DATASET EXTRACT START
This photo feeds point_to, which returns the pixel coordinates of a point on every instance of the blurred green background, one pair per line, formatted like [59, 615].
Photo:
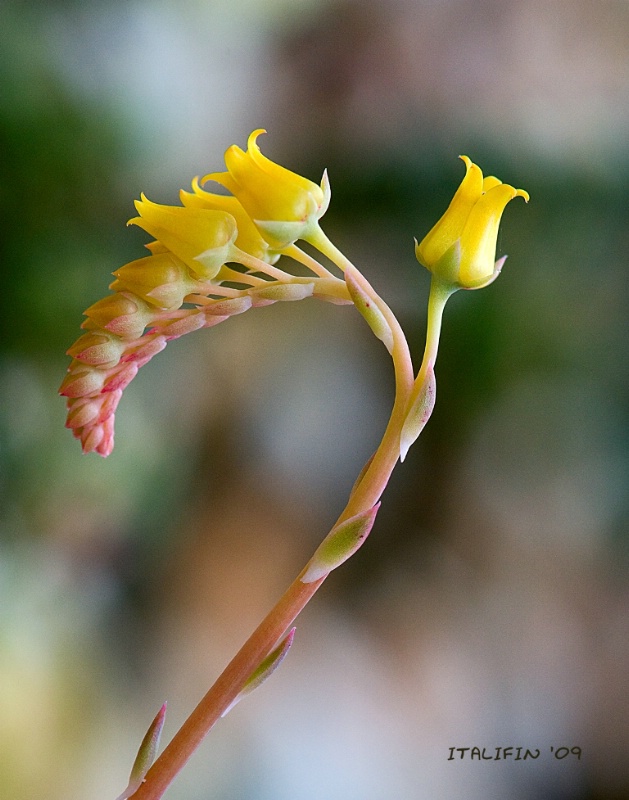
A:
[490, 607]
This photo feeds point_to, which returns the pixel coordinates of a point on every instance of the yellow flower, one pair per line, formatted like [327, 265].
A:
[461, 248]
[248, 238]
[284, 206]
[202, 238]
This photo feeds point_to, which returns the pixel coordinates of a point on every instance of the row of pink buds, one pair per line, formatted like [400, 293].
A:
[109, 355]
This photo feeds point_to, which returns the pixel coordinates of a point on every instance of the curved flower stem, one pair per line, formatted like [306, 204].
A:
[440, 292]
[297, 254]
[365, 494]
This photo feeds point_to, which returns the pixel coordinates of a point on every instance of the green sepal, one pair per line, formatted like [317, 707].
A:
[370, 311]
[265, 670]
[146, 754]
[341, 543]
[421, 405]
[283, 291]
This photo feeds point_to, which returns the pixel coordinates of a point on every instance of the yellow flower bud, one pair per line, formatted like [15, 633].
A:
[461, 248]
[161, 280]
[200, 237]
[283, 205]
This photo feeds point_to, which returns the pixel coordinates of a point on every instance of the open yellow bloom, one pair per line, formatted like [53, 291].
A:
[461, 247]
[202, 238]
[283, 205]
[249, 238]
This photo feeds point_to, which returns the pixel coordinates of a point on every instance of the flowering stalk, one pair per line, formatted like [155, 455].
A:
[188, 282]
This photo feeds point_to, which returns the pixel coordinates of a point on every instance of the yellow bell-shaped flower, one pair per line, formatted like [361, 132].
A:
[202, 238]
[284, 206]
[461, 248]
[249, 238]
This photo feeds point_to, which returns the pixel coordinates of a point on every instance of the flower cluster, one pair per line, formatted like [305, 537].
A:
[186, 282]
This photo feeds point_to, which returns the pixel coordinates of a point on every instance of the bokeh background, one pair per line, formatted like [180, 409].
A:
[490, 606]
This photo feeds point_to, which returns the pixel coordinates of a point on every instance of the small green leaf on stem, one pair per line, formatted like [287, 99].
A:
[265, 670]
[341, 543]
[146, 754]
[370, 311]
[421, 405]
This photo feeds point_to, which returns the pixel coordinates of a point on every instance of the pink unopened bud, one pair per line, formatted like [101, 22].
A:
[145, 351]
[191, 322]
[82, 381]
[82, 411]
[121, 378]
[97, 349]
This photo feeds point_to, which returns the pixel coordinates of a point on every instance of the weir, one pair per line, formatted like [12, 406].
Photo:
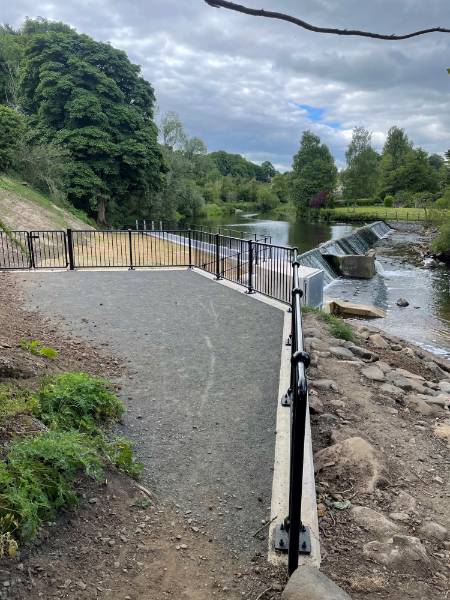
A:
[357, 242]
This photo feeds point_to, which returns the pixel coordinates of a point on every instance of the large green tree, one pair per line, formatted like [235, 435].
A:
[360, 178]
[314, 170]
[88, 98]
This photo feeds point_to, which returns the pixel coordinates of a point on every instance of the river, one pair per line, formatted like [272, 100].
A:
[425, 322]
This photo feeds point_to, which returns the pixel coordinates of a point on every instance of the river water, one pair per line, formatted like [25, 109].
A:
[425, 322]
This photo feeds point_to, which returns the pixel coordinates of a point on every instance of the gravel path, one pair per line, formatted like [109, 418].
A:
[201, 390]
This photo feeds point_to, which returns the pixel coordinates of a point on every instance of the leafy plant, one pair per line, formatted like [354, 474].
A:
[38, 476]
[337, 327]
[77, 401]
[36, 347]
[15, 400]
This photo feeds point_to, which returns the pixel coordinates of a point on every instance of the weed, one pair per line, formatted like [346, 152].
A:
[77, 401]
[15, 401]
[37, 348]
[38, 475]
[337, 327]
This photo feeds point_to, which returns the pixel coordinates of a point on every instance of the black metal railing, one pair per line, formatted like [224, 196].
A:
[291, 535]
[258, 265]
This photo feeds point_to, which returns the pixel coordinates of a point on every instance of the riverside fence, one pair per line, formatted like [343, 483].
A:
[257, 264]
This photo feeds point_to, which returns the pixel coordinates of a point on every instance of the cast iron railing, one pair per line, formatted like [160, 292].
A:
[291, 535]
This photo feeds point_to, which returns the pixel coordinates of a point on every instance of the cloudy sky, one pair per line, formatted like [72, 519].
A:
[252, 85]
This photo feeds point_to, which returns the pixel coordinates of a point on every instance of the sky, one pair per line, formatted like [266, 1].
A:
[252, 86]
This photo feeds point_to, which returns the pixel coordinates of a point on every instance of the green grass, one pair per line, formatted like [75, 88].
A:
[362, 213]
[39, 475]
[36, 347]
[10, 184]
[336, 326]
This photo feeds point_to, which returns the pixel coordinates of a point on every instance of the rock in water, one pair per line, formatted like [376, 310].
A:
[351, 462]
[402, 302]
[308, 583]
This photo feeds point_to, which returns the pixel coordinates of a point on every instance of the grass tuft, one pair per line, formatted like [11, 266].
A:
[336, 326]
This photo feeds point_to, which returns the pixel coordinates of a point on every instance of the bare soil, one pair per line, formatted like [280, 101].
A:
[417, 462]
[122, 542]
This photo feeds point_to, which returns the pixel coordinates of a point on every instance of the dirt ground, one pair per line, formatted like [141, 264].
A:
[416, 462]
[122, 543]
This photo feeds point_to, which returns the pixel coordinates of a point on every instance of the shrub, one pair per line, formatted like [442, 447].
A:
[37, 478]
[77, 401]
[36, 347]
[15, 401]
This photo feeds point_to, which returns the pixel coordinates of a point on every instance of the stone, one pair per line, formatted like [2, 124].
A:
[312, 332]
[325, 384]
[378, 341]
[391, 390]
[342, 353]
[349, 309]
[401, 517]
[404, 502]
[444, 386]
[402, 302]
[409, 375]
[431, 530]
[315, 405]
[374, 373]
[308, 583]
[352, 461]
[312, 343]
[442, 431]
[402, 552]
[374, 522]
[363, 353]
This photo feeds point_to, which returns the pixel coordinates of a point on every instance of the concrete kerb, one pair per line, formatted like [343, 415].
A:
[280, 482]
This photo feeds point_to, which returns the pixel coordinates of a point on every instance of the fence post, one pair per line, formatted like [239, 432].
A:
[190, 248]
[250, 289]
[31, 250]
[131, 250]
[70, 250]
[218, 257]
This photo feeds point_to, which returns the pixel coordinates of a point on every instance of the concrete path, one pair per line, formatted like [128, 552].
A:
[202, 393]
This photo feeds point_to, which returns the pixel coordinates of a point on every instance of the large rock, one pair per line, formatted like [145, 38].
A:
[378, 341]
[308, 583]
[342, 353]
[352, 462]
[433, 531]
[373, 521]
[374, 373]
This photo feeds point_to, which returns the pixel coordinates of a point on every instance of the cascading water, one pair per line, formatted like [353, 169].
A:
[358, 242]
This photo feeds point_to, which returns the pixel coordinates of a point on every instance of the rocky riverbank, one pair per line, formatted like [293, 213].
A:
[381, 434]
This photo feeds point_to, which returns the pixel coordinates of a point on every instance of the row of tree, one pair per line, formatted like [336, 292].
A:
[400, 172]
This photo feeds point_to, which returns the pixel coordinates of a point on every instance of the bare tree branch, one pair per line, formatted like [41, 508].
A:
[296, 21]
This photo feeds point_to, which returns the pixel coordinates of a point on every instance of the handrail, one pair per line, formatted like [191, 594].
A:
[291, 535]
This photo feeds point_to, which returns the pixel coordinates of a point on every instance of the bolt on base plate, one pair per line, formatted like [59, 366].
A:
[281, 540]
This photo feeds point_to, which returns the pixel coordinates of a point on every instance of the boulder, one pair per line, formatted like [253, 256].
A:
[363, 353]
[404, 502]
[308, 583]
[402, 302]
[352, 462]
[373, 373]
[325, 384]
[430, 530]
[378, 341]
[342, 353]
[402, 552]
[373, 521]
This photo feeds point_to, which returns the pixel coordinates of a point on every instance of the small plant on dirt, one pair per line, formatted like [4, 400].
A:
[337, 327]
[15, 400]
[77, 401]
[38, 476]
[37, 348]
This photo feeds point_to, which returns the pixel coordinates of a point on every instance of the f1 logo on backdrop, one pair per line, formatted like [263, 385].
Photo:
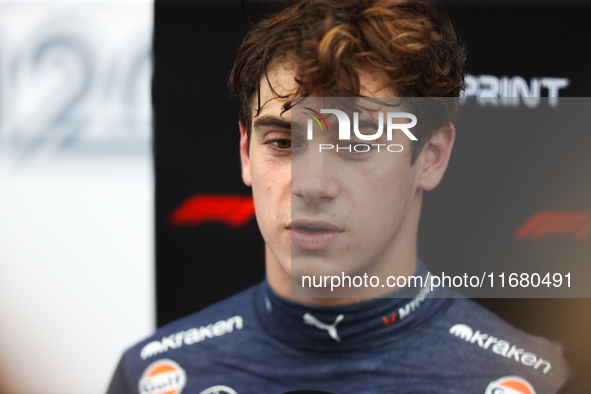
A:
[233, 210]
[545, 223]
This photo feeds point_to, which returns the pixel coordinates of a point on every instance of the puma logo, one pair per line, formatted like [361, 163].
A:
[331, 328]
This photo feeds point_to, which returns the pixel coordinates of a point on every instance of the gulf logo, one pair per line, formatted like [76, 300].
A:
[510, 385]
[163, 376]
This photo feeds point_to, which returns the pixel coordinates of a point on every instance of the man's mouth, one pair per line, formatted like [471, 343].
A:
[312, 234]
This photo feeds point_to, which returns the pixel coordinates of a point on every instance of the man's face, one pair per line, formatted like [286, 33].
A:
[328, 213]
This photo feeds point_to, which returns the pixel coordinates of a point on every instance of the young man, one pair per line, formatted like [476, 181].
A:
[318, 214]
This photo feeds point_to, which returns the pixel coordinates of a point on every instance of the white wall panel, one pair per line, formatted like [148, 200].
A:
[76, 192]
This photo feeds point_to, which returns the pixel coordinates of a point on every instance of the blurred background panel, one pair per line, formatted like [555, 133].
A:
[76, 191]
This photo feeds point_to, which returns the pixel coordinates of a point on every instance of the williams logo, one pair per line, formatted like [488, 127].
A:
[163, 377]
[510, 385]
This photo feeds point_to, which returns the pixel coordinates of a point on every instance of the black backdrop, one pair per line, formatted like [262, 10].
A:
[196, 150]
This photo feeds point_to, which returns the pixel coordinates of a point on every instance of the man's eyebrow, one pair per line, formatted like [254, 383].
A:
[271, 121]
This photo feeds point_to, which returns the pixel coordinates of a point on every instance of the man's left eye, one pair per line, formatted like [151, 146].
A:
[282, 143]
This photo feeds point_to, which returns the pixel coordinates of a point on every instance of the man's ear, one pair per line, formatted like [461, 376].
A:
[244, 156]
[436, 153]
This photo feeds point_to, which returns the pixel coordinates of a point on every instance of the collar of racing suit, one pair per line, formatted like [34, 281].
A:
[352, 326]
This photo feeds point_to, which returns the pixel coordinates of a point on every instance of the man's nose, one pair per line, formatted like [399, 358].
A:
[315, 178]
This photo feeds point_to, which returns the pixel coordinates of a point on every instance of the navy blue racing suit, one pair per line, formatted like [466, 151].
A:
[259, 342]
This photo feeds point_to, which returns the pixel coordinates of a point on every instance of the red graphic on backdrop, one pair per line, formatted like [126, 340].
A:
[544, 223]
[233, 210]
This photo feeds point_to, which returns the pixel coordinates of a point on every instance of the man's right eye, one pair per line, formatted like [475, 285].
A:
[281, 144]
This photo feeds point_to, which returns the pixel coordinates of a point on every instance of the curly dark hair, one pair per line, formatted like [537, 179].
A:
[409, 40]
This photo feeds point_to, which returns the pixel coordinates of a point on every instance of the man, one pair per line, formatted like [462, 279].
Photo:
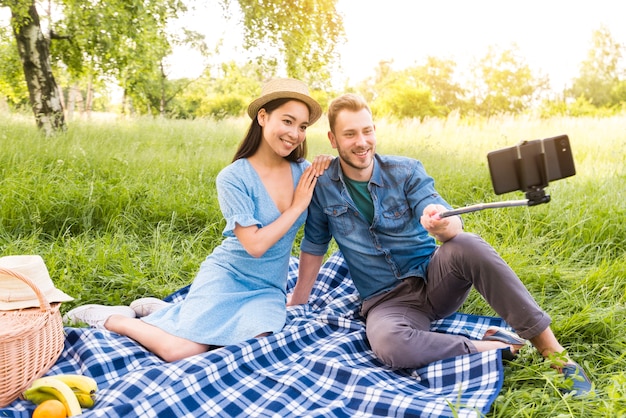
DATASET EXTRACT END
Look above for every line with the word "stem" and copy it.

This photo feeds point_to, which returns the pixel coordinates of a point on every instance of the curved flower stem, one pair per line, formatted like [306, 204].
This photo feeds point_to, which returns the pixel coordinates of a point on every instance of the small green leaf on stem, one pair per line, formatted like [287, 99].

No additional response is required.